[Goal of the exercise]
Reproduce all entries precisely as they are written.

[Information supplied]
════

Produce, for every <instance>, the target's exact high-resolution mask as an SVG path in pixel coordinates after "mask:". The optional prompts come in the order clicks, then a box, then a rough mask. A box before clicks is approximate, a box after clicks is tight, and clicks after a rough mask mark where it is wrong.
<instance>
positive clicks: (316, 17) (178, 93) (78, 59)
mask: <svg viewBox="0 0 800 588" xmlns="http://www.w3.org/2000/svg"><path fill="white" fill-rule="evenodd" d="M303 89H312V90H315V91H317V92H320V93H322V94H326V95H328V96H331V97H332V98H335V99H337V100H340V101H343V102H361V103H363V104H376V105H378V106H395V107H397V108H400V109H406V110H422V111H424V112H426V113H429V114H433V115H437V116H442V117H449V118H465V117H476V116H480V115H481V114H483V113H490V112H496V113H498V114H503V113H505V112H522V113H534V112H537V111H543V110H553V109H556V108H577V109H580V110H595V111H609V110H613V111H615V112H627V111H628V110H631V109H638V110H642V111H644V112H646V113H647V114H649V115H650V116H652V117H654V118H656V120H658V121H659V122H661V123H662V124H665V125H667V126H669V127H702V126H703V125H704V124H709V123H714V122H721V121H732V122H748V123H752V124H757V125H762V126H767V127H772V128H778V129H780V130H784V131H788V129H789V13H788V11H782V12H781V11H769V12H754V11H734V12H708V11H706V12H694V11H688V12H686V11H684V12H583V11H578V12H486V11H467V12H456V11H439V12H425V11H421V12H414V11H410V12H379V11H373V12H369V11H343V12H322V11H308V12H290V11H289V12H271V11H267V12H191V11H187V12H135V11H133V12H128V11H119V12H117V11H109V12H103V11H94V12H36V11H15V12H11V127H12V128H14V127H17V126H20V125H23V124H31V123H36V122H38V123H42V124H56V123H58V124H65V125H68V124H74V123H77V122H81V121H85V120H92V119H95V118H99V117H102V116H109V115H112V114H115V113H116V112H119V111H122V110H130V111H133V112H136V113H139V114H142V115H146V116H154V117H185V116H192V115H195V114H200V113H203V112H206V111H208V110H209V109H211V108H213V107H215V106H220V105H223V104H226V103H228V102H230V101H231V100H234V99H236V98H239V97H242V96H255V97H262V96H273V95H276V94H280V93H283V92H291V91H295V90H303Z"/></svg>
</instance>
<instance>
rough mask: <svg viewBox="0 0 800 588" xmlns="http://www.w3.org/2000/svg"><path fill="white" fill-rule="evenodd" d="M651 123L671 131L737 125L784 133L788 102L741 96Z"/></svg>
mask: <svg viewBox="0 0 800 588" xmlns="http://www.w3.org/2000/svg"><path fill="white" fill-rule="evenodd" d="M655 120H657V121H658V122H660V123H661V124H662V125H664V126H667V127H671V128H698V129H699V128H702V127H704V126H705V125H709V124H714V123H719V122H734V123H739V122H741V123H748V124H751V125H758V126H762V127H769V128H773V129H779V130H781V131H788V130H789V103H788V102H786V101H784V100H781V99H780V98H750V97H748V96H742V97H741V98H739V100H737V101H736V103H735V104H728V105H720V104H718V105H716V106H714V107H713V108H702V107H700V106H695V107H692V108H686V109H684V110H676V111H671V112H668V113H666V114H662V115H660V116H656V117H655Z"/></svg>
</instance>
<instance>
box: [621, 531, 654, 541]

════

[Your solution]
Produce, for every <instance>, the target's exact high-resolution mask as an SVG path in pixel coordinates after "mask:". The optional prompts come in the order clicks, then a box, then a rough mask. A box before clicks is approximate, a box after clicks is tight, and clicks after a rough mask mark where it is wrong.
<instance>
positive clicks: (316, 17) (178, 93) (78, 59)
mask: <svg viewBox="0 0 800 588" xmlns="http://www.w3.org/2000/svg"><path fill="white" fill-rule="evenodd" d="M303 89H312V90H315V91H317V92H320V93H322V94H326V95H328V96H331V97H332V98H335V99H337V100H340V101H343V102H361V103H363V104H376V105H378V106H395V107H397V108H400V109H406V110H422V111H424V112H426V113H429V114H433V115H437V116H442V117H449V118H465V117H476V116H480V115H481V114H483V113H490V112H496V113H498V114H503V113H505V112H522V113H534V112H537V111H543V110H553V109H556V108H577V109H580V110H595V111H609V110H613V111H615V112H627V111H628V110H631V109H638V110H642V111H644V112H646V113H647V114H649V115H650V116H652V117H654V118H656V120H658V121H659V122H661V123H662V124H665V125H667V126H669V127H702V126H703V125H704V124H709V123H714V122H721V121H732V122H748V123H752V124H757V125H762V126H767V127H772V128H778V129H780V130H784V131H788V129H789V13H788V11H782V12H781V11H769V12H754V11H734V12H708V11H706V12H694V11H688V12H686V11H684V12H583V11H578V12H486V11H467V12H456V11H439V12H425V11H421V12H414V11H410V12H379V11H373V12H369V11H343V12H322V11H308V12H290V11H289V12H271V11H267V12H191V11H187V12H135V11H133V12H128V11H119V12H117V11H109V12H103V11H94V12H36V11H15V12H11V127H12V128H14V127H17V126H20V125H23V124H31V123H36V122H38V123H42V124H56V123H58V124H65V125H68V124H74V123H77V122H81V121H85V120H92V119H95V118H99V117H102V116H109V115H112V114H115V113H116V112H119V111H122V110H130V111H133V112H136V113H139V114H142V115H146V116H154V117H185V116H192V115H195V114H200V113H203V112H206V111H208V110H209V109H211V108H213V107H215V106H220V105H223V104H226V103H228V102H230V101H231V100H234V99H236V98H239V97H242V96H255V97H262V96H273V95H276V94H280V93H283V92H291V91H295V90H303Z"/></svg>
</instance>
<instance>
rough mask: <svg viewBox="0 0 800 588" xmlns="http://www.w3.org/2000/svg"><path fill="white" fill-rule="evenodd" d="M651 123L671 131L737 125L784 133L788 102L741 96Z"/></svg>
mask: <svg viewBox="0 0 800 588" xmlns="http://www.w3.org/2000/svg"><path fill="white" fill-rule="evenodd" d="M655 120H657V121H658V122H660V123H661V124H662V125H664V126H667V127H671V128H698V129H699V128H702V127H704V126H705V125H709V124H714V123H719V122H734V123H739V122H741V123H748V124H751V125H758V126H762V127H769V128H773V129H779V130H781V131H788V130H789V103H788V102H786V101H784V100H781V99H780V98H750V97H748V96H742V97H741V98H739V100H737V101H736V103H735V104H728V105H720V104H718V105H716V106H714V107H713V108H702V107H700V106H695V107H692V108H686V109H684V110H676V111H671V112H668V113H666V114H662V115H660V116H656V117H655Z"/></svg>
</instance>
<instance>
box: [621, 531, 654, 541]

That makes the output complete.